»»
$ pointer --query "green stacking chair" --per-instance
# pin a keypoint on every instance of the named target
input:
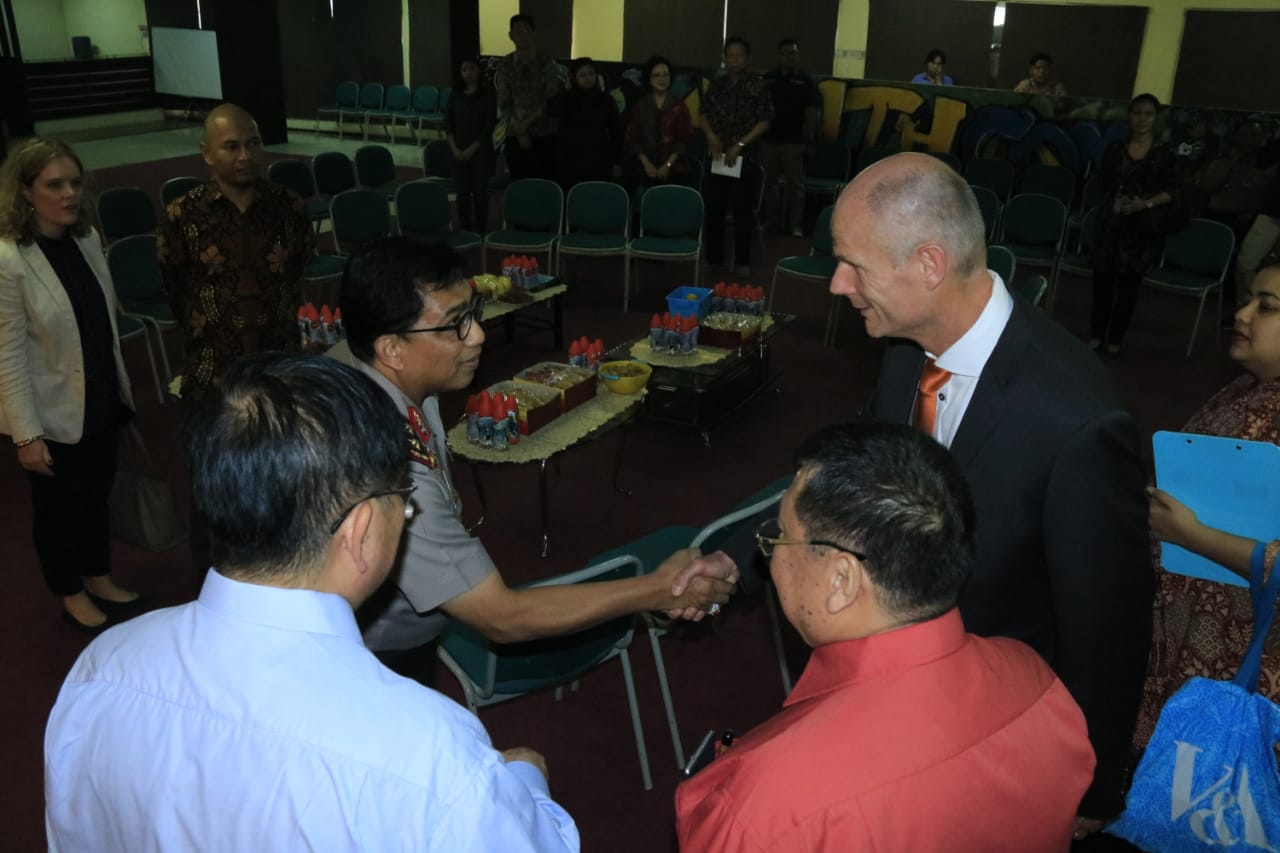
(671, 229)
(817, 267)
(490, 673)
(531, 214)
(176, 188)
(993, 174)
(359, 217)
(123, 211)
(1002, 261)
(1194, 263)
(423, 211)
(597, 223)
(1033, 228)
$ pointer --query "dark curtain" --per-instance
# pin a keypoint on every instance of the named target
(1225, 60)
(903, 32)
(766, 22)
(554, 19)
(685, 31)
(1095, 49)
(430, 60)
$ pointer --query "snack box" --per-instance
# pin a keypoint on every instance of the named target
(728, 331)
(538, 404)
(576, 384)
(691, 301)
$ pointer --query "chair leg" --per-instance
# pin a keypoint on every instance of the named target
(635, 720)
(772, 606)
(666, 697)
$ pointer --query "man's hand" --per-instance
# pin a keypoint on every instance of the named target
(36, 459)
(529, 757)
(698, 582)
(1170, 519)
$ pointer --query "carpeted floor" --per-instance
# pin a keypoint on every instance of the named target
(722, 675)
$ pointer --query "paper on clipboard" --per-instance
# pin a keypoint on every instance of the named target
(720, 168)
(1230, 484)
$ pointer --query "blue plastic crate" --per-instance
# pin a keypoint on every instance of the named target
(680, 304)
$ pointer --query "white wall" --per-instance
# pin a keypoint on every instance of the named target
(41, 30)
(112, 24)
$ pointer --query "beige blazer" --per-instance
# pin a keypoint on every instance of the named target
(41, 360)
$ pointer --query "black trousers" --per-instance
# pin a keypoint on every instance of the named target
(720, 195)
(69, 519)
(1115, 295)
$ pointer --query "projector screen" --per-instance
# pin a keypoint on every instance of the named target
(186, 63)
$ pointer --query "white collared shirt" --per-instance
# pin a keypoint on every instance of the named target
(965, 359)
««
»»
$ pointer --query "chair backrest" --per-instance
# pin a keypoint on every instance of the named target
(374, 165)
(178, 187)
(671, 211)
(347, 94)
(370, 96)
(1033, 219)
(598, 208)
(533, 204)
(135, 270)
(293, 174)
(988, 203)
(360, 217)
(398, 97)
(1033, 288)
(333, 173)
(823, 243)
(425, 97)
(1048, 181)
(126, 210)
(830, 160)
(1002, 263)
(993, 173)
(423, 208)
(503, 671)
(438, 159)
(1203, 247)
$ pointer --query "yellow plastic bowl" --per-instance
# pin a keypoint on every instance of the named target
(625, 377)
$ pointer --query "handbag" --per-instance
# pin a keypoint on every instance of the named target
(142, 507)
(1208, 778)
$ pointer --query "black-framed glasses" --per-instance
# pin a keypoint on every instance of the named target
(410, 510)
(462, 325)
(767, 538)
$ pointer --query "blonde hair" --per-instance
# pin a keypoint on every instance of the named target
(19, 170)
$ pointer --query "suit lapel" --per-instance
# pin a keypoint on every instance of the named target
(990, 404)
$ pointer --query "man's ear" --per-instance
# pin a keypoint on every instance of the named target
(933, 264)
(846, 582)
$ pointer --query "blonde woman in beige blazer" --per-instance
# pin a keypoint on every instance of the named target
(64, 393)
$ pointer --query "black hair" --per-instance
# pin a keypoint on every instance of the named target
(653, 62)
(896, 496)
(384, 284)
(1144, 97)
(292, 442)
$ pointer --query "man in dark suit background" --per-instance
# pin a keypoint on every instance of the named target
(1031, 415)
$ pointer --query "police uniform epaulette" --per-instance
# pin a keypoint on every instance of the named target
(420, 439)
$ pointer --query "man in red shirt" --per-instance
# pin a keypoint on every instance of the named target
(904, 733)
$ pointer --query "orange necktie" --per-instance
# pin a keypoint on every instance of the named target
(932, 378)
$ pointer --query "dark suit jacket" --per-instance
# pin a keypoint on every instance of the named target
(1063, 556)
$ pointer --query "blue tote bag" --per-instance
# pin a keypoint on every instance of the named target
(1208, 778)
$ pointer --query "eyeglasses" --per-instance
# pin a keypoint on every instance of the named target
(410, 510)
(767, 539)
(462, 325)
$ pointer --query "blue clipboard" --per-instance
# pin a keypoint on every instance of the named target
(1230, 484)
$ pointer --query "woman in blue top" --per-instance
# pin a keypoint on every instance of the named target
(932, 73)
««
■ OBJECTIVE
Please identify each line in the rows above that contains the word "black" and copy those lines out, treating differences in case as significant.

■ REPLY TO THE EXERCISE
$ pointer --query "black trousers" --per-instance
$ pointer --query "black-framed glasses" --per-instance
$ pointer --query "black hair" --per-instance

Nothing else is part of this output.